§ **Given records**
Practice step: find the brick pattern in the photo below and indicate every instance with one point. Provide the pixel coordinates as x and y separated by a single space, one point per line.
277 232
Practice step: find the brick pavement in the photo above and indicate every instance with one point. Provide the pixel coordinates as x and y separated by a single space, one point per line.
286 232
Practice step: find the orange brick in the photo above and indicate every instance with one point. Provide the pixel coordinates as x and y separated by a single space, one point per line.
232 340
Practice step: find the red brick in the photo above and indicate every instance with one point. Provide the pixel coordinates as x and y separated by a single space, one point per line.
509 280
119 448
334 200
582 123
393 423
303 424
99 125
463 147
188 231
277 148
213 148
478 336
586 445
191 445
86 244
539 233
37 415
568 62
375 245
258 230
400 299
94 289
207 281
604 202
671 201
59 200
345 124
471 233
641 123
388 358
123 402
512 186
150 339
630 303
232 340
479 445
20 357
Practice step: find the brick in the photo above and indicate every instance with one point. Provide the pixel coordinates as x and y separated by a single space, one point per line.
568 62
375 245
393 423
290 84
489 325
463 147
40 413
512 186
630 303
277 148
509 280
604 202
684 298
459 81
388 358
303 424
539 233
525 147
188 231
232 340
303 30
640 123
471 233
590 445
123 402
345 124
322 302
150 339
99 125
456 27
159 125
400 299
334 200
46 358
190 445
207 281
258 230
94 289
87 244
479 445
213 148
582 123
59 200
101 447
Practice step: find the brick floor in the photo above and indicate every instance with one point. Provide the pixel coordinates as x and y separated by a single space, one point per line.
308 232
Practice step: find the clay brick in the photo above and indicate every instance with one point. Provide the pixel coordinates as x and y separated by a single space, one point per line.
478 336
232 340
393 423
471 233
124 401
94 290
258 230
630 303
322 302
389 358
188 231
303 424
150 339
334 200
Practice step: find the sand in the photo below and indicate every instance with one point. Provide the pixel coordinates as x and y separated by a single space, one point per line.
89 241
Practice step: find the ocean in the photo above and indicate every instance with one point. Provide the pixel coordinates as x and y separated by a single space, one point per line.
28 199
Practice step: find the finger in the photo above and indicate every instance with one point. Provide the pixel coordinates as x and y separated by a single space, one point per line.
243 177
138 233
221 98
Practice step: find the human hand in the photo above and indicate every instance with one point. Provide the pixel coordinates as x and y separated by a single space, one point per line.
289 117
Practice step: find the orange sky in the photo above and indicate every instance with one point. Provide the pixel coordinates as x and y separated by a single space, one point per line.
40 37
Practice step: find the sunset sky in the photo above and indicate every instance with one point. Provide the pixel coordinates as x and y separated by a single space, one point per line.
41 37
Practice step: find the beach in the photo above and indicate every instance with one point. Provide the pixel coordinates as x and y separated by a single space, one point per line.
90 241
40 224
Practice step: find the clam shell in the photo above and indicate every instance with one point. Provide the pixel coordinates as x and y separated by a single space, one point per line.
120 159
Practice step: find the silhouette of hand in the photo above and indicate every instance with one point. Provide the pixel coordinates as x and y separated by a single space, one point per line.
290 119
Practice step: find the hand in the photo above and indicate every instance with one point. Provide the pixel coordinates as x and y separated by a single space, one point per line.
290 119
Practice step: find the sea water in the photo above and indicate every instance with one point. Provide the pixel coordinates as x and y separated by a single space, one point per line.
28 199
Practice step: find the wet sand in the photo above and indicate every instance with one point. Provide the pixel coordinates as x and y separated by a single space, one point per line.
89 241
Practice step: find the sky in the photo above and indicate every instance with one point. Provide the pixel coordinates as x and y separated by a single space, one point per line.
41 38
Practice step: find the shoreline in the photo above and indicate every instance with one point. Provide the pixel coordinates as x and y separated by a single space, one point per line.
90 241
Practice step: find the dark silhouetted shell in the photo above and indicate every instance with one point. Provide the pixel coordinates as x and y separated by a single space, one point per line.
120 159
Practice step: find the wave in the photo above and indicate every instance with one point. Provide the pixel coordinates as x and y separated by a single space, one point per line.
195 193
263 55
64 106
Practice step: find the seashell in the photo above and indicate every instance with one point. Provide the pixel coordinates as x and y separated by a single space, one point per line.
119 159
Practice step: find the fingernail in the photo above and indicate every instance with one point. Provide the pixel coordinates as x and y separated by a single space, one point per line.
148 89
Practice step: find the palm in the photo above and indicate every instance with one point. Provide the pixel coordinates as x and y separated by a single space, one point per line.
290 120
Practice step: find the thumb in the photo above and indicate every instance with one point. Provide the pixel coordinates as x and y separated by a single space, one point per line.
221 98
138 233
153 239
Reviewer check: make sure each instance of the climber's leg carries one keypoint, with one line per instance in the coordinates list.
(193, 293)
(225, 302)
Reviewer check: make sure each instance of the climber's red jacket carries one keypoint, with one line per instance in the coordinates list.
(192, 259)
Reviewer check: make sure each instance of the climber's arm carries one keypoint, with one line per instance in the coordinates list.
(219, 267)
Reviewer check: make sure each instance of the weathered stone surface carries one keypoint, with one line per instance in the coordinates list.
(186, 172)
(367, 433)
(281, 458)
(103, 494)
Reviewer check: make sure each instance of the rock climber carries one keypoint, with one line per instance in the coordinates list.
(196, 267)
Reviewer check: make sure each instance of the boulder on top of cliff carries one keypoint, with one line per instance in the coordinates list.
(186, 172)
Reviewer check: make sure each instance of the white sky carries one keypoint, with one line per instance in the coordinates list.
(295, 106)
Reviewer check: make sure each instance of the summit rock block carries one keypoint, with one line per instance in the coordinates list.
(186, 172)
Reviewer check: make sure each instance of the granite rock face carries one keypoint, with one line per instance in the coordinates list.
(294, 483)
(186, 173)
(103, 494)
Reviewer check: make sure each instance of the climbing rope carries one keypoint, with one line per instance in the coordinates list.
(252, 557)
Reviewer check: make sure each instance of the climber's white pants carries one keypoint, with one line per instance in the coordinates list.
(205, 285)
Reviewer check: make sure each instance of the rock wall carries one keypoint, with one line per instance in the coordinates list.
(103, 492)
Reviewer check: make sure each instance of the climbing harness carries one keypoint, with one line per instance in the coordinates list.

§ **What you need to do**
Write everything from the line containing "Reviewer check: make sure each instance of the climber's white" down to the last line of the items as a JSON list of strings. Use one string per line and skip any blank lines.

§ **Result**
[
  "Reviewer check: make sure each instance of the climber's white pants carries one keypoint, with one line per instance in the coordinates list.",
  "(205, 285)",
  "Reviewer check: make sure each instance of the rock wall carries one keypoint, with one line per instance in the coordinates list.",
  "(103, 492)",
  "Reviewer check: make sure each instance of the climbing harness carries one keypoint, with one line per instance in the coordinates list."
]